What you need to do: Present every line of the entries below as a numbered list, skipping any blank lines. Leave the pictures out of your answer.

--- start Given information ---

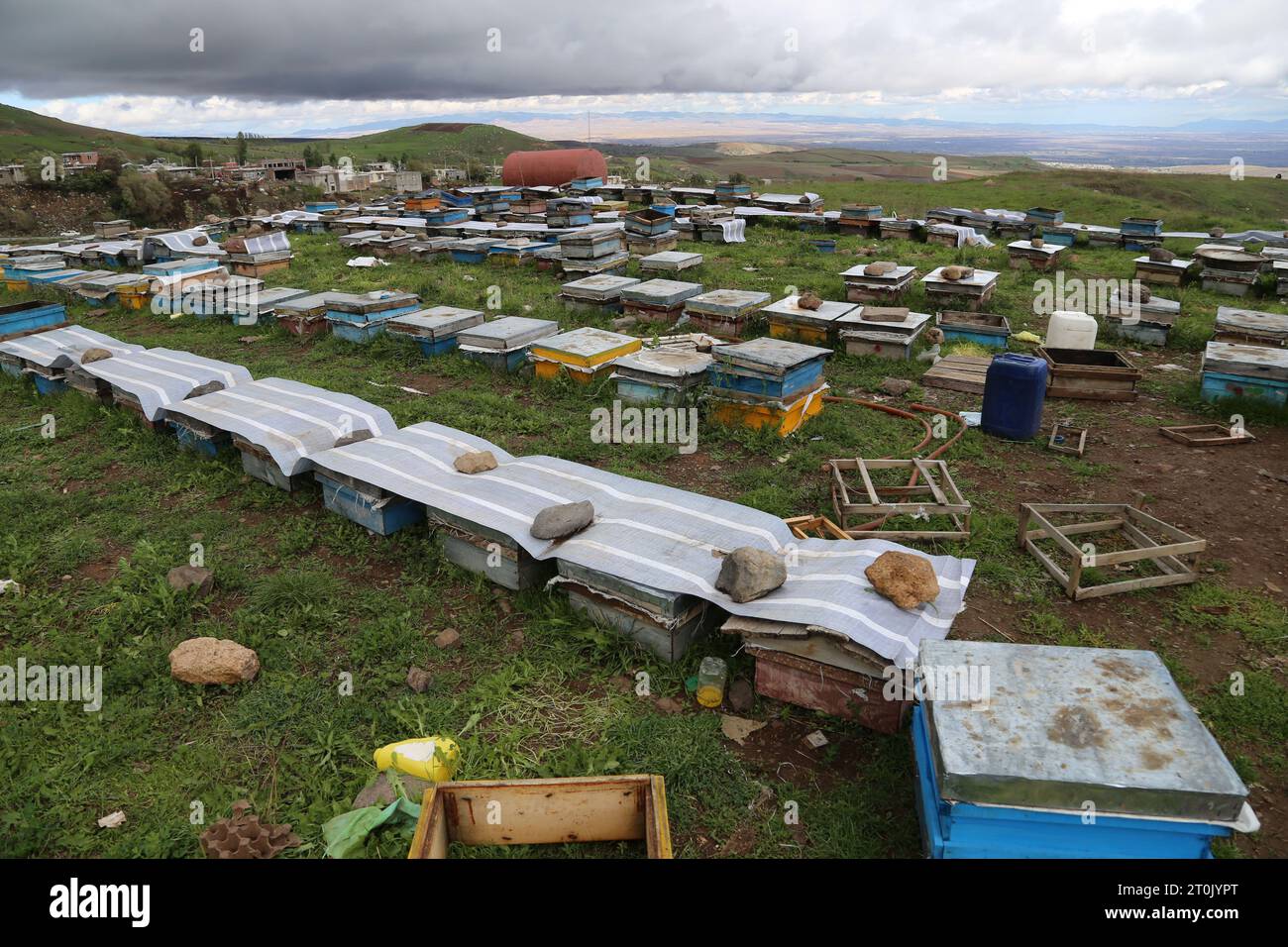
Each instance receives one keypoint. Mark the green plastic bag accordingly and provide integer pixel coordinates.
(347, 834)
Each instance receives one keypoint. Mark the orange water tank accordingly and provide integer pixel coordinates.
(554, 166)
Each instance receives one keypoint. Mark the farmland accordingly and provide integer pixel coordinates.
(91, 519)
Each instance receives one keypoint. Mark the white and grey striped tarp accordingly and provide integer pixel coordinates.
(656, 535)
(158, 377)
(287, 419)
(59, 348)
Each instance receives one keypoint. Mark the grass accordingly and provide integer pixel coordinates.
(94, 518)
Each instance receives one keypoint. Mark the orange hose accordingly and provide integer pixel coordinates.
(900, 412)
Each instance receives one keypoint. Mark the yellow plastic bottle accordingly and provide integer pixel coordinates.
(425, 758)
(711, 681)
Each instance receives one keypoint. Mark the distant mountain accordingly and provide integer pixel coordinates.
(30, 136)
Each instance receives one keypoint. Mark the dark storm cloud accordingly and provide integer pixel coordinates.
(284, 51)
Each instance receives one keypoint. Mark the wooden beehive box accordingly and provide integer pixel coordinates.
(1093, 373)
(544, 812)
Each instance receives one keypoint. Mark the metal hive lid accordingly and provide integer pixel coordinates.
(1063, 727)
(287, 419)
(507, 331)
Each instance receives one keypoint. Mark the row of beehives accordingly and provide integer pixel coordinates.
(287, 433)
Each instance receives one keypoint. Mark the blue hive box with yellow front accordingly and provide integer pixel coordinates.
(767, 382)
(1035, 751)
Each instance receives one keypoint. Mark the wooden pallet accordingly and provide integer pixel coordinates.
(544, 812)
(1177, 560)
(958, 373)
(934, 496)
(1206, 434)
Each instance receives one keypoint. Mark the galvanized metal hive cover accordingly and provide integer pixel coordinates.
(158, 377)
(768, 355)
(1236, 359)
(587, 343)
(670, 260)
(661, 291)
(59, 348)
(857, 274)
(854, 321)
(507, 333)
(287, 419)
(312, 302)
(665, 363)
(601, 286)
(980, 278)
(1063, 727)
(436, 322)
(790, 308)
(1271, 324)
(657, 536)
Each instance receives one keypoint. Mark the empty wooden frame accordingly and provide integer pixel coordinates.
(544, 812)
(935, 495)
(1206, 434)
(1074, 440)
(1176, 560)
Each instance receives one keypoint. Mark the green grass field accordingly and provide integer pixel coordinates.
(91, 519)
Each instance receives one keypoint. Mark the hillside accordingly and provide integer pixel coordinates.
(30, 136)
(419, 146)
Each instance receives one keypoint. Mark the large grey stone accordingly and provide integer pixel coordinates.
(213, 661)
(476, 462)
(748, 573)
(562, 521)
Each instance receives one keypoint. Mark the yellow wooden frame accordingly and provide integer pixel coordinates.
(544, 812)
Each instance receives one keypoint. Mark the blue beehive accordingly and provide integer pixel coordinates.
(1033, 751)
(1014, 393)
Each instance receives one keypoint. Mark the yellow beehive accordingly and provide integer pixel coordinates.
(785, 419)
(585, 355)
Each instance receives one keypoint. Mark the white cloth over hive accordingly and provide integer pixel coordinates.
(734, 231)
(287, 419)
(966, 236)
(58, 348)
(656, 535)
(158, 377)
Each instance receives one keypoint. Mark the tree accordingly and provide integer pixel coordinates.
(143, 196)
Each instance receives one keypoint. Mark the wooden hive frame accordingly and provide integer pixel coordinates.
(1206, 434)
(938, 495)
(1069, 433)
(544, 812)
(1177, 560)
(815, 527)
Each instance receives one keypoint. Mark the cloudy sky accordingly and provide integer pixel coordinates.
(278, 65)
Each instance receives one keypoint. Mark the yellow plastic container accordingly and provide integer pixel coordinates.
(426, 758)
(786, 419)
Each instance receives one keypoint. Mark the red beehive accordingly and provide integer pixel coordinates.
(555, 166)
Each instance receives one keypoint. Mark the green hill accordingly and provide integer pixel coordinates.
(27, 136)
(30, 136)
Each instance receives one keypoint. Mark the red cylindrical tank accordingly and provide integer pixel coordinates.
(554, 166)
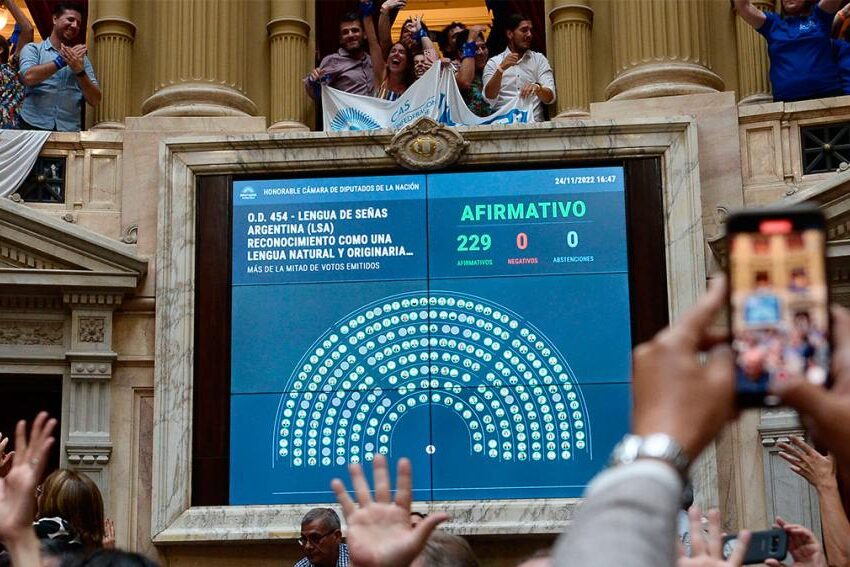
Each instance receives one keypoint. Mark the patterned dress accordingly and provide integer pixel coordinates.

--- end Given information ---

Solution for this exercise:
1. Each instance receives one keypoint. Mark the green plastic bag accordingly and provide integer pixel coordinates.
2. (347, 834)
3. Each instance receives one keypoint. Mark the orange water tank accordingly and provide integer pixel coordinates.
4. (554, 166)
5. Each instance receives one keypoint. Mark the farmland accordingly and provide integer pixel coordinates.
6. (91, 519)
7. Each instance receives one keypoint. Mark the white and grey striped tarp accordingly and provide integer pixel coordinates.
8. (656, 535)
9. (158, 377)
10. (287, 419)
11. (59, 348)
12. Each instance receives one keypoint. Mark the grass accordingly and provide integer pixel coordinates.
13. (94, 518)
14. Each instance receives one keypoint. Mark the orange hose accordingly and provide integer pixel coordinates.
15. (900, 412)
16. Each instance receives one keypoint. Mark the yellow plastic bottle accordingly and provide integer pixel coordinates.
17. (425, 758)
18. (711, 681)
19. Each instance receives one keypoint. Mark the distant mountain accordingly and provide integer pixel coordinates.
20. (30, 136)
21. Each instance receives one keypoint. Mark the dark storm cloud accordingly and provide integer pixel coordinates.
22. (284, 51)
23. Each instance receives one keypoint. Mark the wooden beehive box accordingly and provide integer pixel coordinates.
24. (1093, 373)
25. (544, 812)
26. Each instance receives one keypoint. Mark the metal hive lid accordingly and provide integer pixel coordinates.
27. (1063, 727)
28. (287, 419)
29. (507, 331)
30. Each instance receives one keypoint. Mark the row of beehives accordingly and provide integer pixel coordinates.
31. (287, 433)
32. Each instance receives one keypoint. Mark the blue hive box with yellow front accordingly and provide integer pixel coordinates.
33. (767, 382)
34. (1035, 751)
35. Each instance receives one keypoint. Mark the wooden pallet accordingly and provide integer pixel coordinates.
36. (544, 812)
37. (1177, 560)
38. (958, 373)
39. (934, 496)
40. (1206, 434)
41. Each instance receives one keypoint. Mark the galvanized metal hive cover accordingly and provide integer pixel coordinates.
42. (158, 377)
43. (768, 355)
44. (1236, 359)
45. (587, 343)
46. (670, 260)
47. (661, 291)
48. (59, 348)
49. (857, 274)
50. (854, 321)
51. (507, 333)
52. (287, 419)
53. (312, 302)
54. (665, 363)
55. (601, 286)
56. (980, 278)
57. (1063, 727)
58. (436, 322)
59. (790, 308)
60. (1271, 324)
61. (657, 536)
62. Each instance receives one keypoint. Mark the empty wooden frame accordingly and provide integer pixel coordinates.
63. (544, 812)
64. (935, 495)
65. (1206, 434)
66. (1074, 440)
67. (1176, 560)
68. Each instance receives one keypoint. Mark the green grass field accordingly and provide integer pixel coordinates.
69. (91, 519)
70. Each instance receives one keypoint. Mark the hillside accordingly and provide integer pixel coordinates.
71. (30, 136)
72. (419, 146)
73. Each instance receives one keypoint. Mark the large grey stone accordingly and provide integer pixel coordinates.
74. (213, 661)
75. (476, 462)
76. (748, 573)
77. (562, 521)
78. Each instance receives one keypoint. Mark the yellow wooden frame accordingly and provide integer pixel coordinates.
79. (544, 812)
80. Each instance receives one keypoint. Mark the blue beehive accordingly and provide integer pixel coordinates.
81. (1033, 751)
82. (1014, 393)
83. Each instance receives one keypoint. Mark the yellow beehive accordingly and provide integer pixel coordinates.
84. (785, 419)
85. (585, 355)
86. Each instance receives one keypoint. Mark the white cloth over hive accordingly and provide integer pixel coordinates.
87. (734, 231)
88. (287, 419)
89. (966, 236)
90. (58, 348)
91. (656, 535)
92. (158, 377)
93. Each instance receives one keypoint. Mark the tree accordingly and provide integer pixel coordinates.
94. (143, 196)
95. Each instance receives one keypoint. Mark the wooden hive frame accordingly and provide integer pixel coordinates.
96. (1206, 434)
97. (938, 495)
98. (1069, 433)
99. (544, 812)
100. (1177, 560)
101. (815, 527)
102. Each instance receives one keypoint. Mark the cloudy sky accordingly and provide integer pixel coordinates.
103. (278, 65)
104. Each instance receives one keypoint. Mark the yellow plastic container accordingly and provide integer pixel coordinates.
105. (426, 758)
106. (786, 419)
107. Each instance receives one keypoint. Mark the red beehive accordingly and provide integer pixel coordinates.
108. (555, 166)
109. Each instance receives one keypoint. Mark the green hill accordingly and provide integer pixel coordinates.
110. (27, 136)
111. (30, 136)
112. Each instance receives one keypoint. Mark the red cylindrical tank accordingly and provide integer pixel coordinates.
113. (554, 166)
114. Each instance receives one keypoint. Mark the patterned dress accordingly and provide integer pixel coordinates.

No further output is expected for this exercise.